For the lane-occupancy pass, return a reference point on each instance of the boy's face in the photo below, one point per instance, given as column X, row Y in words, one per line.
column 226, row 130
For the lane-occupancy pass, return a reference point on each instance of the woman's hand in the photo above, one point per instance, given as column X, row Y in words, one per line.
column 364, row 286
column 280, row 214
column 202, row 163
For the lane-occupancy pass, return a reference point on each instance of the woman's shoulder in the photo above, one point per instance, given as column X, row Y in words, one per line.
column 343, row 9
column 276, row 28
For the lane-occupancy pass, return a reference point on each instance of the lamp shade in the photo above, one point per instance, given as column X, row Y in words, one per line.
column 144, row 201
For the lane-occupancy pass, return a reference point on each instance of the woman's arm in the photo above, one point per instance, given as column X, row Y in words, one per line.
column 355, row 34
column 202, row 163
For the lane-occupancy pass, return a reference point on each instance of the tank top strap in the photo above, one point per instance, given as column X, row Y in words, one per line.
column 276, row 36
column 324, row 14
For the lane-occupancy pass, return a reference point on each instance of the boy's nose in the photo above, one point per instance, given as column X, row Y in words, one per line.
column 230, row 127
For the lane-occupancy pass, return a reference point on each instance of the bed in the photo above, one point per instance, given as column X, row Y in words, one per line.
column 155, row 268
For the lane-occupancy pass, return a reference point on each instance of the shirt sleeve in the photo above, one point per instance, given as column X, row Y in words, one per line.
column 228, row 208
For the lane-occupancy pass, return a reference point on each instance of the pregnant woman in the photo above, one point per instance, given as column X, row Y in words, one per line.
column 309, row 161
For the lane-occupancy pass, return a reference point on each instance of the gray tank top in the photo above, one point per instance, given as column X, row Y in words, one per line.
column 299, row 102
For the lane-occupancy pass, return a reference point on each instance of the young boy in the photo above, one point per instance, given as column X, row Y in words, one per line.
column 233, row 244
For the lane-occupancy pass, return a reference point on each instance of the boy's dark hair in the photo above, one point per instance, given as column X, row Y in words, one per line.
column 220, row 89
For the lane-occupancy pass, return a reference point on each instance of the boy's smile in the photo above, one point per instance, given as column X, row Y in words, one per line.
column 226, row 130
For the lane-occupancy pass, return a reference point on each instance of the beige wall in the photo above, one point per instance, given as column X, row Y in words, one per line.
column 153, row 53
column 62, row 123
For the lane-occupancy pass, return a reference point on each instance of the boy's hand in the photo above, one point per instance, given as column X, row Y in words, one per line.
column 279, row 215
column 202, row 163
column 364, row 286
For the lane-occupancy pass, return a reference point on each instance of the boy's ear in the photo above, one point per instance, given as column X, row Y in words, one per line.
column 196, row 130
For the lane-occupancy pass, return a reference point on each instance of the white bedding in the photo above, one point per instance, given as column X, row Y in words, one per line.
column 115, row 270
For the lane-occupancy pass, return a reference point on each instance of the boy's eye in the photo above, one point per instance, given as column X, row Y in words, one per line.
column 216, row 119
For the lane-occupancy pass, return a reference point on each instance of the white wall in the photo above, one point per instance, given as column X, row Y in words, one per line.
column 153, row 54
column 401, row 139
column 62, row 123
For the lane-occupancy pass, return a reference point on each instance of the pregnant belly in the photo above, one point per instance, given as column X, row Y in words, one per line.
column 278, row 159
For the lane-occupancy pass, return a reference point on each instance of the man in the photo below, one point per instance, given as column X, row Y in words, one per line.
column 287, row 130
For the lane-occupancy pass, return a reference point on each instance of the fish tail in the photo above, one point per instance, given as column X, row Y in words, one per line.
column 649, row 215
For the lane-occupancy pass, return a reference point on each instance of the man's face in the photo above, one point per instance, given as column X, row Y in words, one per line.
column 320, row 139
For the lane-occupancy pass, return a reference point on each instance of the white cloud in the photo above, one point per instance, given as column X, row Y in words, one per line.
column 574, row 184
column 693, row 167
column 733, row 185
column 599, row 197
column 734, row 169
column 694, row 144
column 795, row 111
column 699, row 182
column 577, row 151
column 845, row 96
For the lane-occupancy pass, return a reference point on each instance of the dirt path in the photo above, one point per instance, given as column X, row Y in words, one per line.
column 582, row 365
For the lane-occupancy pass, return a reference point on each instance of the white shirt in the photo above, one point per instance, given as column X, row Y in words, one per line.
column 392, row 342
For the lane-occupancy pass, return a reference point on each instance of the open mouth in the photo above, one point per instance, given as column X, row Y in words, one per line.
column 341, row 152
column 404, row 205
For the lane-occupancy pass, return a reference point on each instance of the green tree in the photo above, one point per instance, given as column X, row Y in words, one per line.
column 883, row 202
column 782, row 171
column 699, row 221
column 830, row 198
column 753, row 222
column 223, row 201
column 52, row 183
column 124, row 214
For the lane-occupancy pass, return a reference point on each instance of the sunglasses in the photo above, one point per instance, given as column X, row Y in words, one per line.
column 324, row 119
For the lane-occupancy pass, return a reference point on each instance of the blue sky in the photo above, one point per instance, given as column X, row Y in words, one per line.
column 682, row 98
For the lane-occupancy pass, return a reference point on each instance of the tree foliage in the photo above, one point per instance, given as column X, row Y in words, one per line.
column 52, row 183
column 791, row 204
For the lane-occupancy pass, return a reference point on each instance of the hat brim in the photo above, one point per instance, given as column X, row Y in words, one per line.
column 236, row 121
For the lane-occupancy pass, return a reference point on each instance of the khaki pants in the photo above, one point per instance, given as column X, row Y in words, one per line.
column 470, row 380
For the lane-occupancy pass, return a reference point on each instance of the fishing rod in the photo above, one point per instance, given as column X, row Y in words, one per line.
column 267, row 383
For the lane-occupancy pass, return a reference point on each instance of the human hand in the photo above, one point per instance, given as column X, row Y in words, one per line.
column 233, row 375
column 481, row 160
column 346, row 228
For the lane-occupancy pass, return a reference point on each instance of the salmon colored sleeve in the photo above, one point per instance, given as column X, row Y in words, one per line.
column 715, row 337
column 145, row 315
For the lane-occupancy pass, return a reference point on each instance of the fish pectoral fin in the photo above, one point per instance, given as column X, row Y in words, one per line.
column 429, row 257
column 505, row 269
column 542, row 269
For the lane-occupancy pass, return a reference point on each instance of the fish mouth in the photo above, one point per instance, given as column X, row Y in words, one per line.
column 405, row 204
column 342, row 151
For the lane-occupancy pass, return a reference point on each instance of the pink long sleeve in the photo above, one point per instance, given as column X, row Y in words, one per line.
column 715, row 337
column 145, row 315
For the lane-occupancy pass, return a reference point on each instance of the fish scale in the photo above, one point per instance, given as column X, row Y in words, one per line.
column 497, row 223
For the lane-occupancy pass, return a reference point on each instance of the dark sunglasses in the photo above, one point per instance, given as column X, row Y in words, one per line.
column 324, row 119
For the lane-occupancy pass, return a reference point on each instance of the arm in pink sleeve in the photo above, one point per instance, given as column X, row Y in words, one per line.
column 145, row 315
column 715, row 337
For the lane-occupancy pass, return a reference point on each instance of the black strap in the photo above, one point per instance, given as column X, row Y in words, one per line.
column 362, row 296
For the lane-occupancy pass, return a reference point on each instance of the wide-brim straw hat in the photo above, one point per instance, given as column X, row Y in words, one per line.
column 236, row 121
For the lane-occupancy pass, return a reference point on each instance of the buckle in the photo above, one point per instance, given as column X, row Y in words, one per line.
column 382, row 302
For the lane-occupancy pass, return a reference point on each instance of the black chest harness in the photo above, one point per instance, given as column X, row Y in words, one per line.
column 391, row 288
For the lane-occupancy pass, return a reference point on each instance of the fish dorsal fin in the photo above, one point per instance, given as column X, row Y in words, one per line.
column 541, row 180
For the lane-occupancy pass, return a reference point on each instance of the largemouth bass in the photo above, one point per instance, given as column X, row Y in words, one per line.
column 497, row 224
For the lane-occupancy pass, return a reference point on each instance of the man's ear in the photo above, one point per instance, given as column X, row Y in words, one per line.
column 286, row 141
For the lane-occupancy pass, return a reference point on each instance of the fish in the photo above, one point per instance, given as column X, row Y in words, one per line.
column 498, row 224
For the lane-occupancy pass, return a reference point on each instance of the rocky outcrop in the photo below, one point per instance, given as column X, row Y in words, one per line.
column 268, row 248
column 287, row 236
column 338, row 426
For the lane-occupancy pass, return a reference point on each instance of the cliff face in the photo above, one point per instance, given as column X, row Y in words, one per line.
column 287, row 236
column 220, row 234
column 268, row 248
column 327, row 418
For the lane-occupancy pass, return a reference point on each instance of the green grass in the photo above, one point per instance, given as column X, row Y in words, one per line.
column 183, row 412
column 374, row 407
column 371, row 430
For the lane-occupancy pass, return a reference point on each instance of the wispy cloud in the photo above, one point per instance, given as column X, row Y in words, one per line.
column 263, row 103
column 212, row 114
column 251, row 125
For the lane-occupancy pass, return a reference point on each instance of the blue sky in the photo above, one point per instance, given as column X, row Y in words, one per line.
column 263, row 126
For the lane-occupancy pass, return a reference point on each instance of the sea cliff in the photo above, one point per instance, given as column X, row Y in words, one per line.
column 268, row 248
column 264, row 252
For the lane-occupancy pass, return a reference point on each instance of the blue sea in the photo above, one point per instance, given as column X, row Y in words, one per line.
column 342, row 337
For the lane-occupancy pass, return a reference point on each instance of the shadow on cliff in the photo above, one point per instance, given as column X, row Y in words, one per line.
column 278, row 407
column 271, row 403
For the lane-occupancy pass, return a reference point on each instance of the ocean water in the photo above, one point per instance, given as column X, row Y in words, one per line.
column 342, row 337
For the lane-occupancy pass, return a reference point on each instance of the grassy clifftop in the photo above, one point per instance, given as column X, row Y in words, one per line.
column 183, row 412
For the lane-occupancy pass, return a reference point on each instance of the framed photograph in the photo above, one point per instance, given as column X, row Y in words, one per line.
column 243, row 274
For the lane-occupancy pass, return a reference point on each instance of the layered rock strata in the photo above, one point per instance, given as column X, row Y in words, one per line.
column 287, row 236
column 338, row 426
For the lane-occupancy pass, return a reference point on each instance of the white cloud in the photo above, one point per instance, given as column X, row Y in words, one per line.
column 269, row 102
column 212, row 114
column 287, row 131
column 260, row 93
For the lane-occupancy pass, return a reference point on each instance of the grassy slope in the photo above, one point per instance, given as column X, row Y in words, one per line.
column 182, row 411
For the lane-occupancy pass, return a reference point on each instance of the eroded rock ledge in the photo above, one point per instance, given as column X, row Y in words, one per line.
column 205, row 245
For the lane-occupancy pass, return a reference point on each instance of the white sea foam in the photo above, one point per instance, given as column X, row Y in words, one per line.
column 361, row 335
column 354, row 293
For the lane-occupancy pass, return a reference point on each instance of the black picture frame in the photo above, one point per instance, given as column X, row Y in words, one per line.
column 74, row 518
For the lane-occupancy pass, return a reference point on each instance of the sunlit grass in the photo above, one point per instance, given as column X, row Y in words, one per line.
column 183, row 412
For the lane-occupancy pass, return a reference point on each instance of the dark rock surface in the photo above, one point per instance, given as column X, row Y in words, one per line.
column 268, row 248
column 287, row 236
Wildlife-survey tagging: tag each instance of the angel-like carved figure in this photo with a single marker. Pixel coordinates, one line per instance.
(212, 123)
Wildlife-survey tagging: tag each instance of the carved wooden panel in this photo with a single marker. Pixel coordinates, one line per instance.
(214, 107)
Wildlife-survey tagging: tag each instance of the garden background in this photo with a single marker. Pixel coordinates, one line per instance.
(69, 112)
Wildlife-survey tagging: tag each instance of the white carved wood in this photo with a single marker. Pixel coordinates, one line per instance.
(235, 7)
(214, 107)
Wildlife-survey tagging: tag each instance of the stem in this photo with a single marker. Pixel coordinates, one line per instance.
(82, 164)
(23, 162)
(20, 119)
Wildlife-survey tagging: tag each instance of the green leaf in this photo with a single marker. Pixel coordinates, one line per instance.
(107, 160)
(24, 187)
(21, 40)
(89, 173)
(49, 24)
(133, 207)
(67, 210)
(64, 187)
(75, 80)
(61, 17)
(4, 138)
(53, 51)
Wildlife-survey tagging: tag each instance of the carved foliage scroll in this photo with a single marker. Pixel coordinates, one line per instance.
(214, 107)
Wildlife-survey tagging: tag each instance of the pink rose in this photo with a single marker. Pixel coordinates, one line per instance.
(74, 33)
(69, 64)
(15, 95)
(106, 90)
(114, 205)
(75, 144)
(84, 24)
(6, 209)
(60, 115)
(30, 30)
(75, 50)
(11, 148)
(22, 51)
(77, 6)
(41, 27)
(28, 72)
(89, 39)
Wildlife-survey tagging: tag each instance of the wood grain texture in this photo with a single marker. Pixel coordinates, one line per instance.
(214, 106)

### REQUIREMENTS
Convert everything from the line containing "Wildlife-survey tagging: tag each instance of the wood" down to the end of the lines into a numbered list, omitting any blank lines.

### FINISHED ANSWER
1. Wildlife-survey tagging: tag each instance of the wood grain texture in this photo with a single marker. Pixel coordinates, one line per instance.
2. (214, 106)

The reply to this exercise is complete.